◆ Task requirements
Here are some records. Repeat them all exactly.

◆ Records to use
━━━━━━━━

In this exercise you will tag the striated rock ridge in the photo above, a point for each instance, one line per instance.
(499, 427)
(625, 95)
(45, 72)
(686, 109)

━━━━━━━━

◆ Task result
In this exercise you will tag the striated rock ridge in the photo above, a point for each instance, one line per instance.
(499, 427)
(625, 95)
(45, 72)
(686, 109)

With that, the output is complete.